• PROVIDED TEXT:
-- Opening Marker --

Garden at Grumblethorp, Germantown, Pennsylvania.

They had plenty of pot herbs for their accustomed savoring; and plenty of medicinal herbs for their wonted dosing. Shakespeare's "nose-herbs" were not lacking. Doubtless they soon added to these garden flowers many of our beautiful native blooms, rejoicing if they resembled any beloved English flowers, and quickly giving them, as we know, familiar old English plant-names.

And there were other garden inhabitants, as truly English as were the cherished flowers, the old garden weeds, which quickly found a home and thrived in triumph in the new soil. Perhaps the weed seeds came over in the flower-pot that held a sheltered plant or cutting; perhaps a few were mixed with garden seeds; perhaps they were in the straw or other packing of household goods: no one knew the manner of their coming, but there they were, Motherwort, Groundsel, Chickweed, and Wild Mustard, Mullein and Nettle, Henbane and Wormwood. Many a goodwife must have gazed in despair at the persistent Plantain, "the Englishman's foot," which seems to have landed in Plymouth from the Mayflower.

Josselyn made other lists of plants which he found in America, under these headings:—

"Such plants as are common with us in England.
Such plants as are proper to the Country.
Such plants as are proper to the Country and have no name.
Such plants as have sprung up since the English planted, and kept cattle in New England."

In these lists he gives a surprising number of English weeds which had thriven and rejoiced in their new home.

-- Closing Marker --

• INFORMATION PROVIDED:
-- Opening Marker --

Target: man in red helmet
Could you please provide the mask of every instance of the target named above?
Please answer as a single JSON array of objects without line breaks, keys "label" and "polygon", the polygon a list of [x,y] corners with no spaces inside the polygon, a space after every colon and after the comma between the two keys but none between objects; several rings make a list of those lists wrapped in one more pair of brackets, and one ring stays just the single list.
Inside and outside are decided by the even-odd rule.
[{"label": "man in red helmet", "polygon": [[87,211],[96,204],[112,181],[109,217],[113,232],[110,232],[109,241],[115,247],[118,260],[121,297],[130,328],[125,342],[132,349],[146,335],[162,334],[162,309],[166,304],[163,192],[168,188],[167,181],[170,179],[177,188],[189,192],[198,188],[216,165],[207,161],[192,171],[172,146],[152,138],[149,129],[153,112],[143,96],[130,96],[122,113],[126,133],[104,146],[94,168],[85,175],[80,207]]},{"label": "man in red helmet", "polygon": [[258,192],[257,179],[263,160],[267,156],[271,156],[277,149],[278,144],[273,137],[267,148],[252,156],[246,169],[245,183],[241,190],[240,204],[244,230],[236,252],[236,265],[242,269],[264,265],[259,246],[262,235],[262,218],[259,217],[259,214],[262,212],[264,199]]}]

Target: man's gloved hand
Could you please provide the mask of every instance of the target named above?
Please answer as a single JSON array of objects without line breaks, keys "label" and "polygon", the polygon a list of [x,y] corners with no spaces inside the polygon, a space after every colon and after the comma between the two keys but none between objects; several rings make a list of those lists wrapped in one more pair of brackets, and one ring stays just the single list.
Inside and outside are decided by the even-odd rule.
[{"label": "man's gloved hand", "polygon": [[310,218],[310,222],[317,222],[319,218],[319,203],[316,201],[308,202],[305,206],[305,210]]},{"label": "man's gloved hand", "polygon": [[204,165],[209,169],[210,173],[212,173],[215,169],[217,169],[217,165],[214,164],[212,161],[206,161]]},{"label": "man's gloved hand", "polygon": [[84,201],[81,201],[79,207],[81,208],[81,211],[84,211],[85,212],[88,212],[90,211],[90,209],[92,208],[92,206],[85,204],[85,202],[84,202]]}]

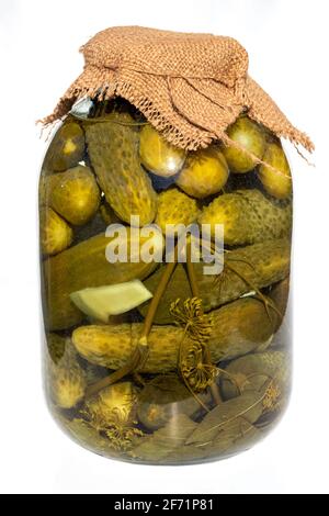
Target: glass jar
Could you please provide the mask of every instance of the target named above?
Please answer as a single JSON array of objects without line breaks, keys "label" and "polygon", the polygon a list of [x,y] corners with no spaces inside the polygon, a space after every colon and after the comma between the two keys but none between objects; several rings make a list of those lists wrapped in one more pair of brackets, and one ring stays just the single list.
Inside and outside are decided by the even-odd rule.
[{"label": "glass jar", "polygon": [[45,385],[82,446],[150,464],[223,459],[291,382],[292,178],[242,113],[231,145],[173,147],[131,104],[88,102],[39,182]]}]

-- Closing Marker --

• TASK DETAILS: Type out the garden passage word for word, from "Such plants as have" to "their new home.".

• SOLVED PROBLEM:
Such plants as have sprung up since the English planted, and kept cattle in New England."

In these lists he gives a surprising number of English weeds which had thriven and rejoiced in their new home.